▶ [给定文本]:

数据结构:二叉搜索树
Liber 2017-03-21 20:50
sorted-array-to-bst:
/*
#### 问题:
将一个从小到大排列好的数组转换成二叉搜索树。
#### 思路:
由于是从小到大排列好的数组,通过观察发现,每次取数组中间的元素(平衡时向右取),可以得到一个根节点,以及左右两颗子树。
然后分别对子树做同样的操作,并将子树的根节点按二叉搜索树的要求,作为前面根节点的左右节点。
不断对左右子树进行递归操作,最终可以得到一颗二叉搜索树。
*/
class ArrObject {
constructor(arr) {
this.arr = arr
let middleIndex = this.arr.length % 2 === 0 ? this.arr.length / 2 : parseInt(this.arr.length / 2, 10)
this.middle = arr[middleIndex]
this.leftArr = this.arr.slice(0, middleIndex)
this.rightArr = this.arr.slice(middleIndex + 1)
}
}
class Node {
constructor(arrObject) {
this.data = arrObject.middle
if (arrObject.leftArr.length > 0) {
this.left = new Node(new ArrObject(arrObject.leftArr))
}
if (arrObject.rightArr.length > 0) {
this.right = new Node(new ArrObject(arrObject.rightArr))

▶ [所附数据行]:

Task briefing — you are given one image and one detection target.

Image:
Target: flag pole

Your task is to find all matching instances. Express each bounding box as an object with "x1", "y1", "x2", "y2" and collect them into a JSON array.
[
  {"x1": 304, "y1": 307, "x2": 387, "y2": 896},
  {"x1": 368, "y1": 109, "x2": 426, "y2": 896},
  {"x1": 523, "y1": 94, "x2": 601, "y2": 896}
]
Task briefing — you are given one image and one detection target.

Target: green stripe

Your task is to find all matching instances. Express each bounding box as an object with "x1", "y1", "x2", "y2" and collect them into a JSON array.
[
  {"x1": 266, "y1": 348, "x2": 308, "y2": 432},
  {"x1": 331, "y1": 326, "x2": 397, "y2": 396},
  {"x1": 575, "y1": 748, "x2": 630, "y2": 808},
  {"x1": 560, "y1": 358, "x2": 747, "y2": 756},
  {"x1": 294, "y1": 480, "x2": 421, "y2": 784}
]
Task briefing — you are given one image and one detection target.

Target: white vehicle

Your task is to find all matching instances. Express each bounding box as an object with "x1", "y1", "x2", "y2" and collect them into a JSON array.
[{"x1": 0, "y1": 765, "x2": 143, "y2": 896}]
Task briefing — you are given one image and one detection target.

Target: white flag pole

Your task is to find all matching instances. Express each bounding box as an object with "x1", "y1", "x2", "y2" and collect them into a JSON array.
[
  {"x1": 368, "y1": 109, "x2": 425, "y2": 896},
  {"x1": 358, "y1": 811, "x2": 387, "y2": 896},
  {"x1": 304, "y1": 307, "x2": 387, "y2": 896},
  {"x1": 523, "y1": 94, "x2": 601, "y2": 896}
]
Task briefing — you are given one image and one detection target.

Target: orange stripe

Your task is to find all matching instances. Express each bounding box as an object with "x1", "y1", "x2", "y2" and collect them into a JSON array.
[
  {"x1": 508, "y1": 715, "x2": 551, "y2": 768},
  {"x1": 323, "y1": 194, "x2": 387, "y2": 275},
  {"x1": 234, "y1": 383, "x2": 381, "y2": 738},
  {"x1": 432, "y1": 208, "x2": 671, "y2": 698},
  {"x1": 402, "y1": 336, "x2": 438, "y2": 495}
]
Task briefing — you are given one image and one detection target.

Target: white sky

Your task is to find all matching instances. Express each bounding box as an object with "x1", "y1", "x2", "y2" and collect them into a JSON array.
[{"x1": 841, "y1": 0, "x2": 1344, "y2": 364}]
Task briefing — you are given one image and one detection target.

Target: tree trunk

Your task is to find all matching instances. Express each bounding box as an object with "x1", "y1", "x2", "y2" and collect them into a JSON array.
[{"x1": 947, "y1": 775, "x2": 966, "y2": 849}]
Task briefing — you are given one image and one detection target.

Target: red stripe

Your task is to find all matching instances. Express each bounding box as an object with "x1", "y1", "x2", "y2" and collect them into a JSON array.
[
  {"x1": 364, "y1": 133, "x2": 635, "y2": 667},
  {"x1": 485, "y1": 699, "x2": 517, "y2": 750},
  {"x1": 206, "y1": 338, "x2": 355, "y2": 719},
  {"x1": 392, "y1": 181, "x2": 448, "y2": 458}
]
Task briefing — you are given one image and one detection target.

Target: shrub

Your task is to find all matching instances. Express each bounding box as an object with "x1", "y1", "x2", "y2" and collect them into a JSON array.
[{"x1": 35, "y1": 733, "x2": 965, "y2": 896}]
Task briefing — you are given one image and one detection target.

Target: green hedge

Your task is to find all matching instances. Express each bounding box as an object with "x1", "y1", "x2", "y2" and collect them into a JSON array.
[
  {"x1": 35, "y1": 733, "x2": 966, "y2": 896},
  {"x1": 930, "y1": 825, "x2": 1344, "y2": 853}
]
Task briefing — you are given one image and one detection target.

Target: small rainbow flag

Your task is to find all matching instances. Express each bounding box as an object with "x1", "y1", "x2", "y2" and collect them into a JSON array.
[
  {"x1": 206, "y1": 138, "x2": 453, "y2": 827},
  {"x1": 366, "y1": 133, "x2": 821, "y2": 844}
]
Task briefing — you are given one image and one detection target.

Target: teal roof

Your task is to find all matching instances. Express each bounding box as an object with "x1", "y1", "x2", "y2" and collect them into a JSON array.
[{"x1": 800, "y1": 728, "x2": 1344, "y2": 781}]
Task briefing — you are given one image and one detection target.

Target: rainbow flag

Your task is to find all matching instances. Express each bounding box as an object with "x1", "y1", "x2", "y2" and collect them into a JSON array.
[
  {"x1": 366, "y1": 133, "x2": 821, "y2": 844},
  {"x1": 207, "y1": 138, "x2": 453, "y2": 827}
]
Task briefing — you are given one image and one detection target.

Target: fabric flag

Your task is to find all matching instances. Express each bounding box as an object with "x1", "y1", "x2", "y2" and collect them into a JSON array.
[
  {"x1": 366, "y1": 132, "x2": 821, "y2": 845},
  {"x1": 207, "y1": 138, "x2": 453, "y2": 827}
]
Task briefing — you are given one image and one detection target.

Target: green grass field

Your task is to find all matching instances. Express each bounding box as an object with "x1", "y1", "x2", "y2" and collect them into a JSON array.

▶ [待解问题]:
A. 判断下列三项说法是否与给定文本相符。每项答"是"或"否",并引用给定文本中起决定作用的原句。(i) 思路中每次取数组中间元素时,平衡时向左取;(ii) ArrObject 中的 rightArr 由 this.arr.slice(middleIndex + 1) 得到;(iii) 要解决的问题是把一个从大到小排列好的数组转换成二叉搜索树。
B. 收集上方数据行中所有含有字符串"flag"的行,逐行原样抄出。

▶ [按序输出]:
A.
(i) 否:"每次取数组中间的元素(平衡时向右取)"
(ii) 是:"this.rightArr = this.arr.slice(middleIndex + 1)"
(iii) 否:"将一个从小到大排列好的数组转换成二叉搜索树。"

B.
Target: flag pole
Target: white flag pole
Target: small rainbow flag
Target: rainbow flag
Target: fabric flag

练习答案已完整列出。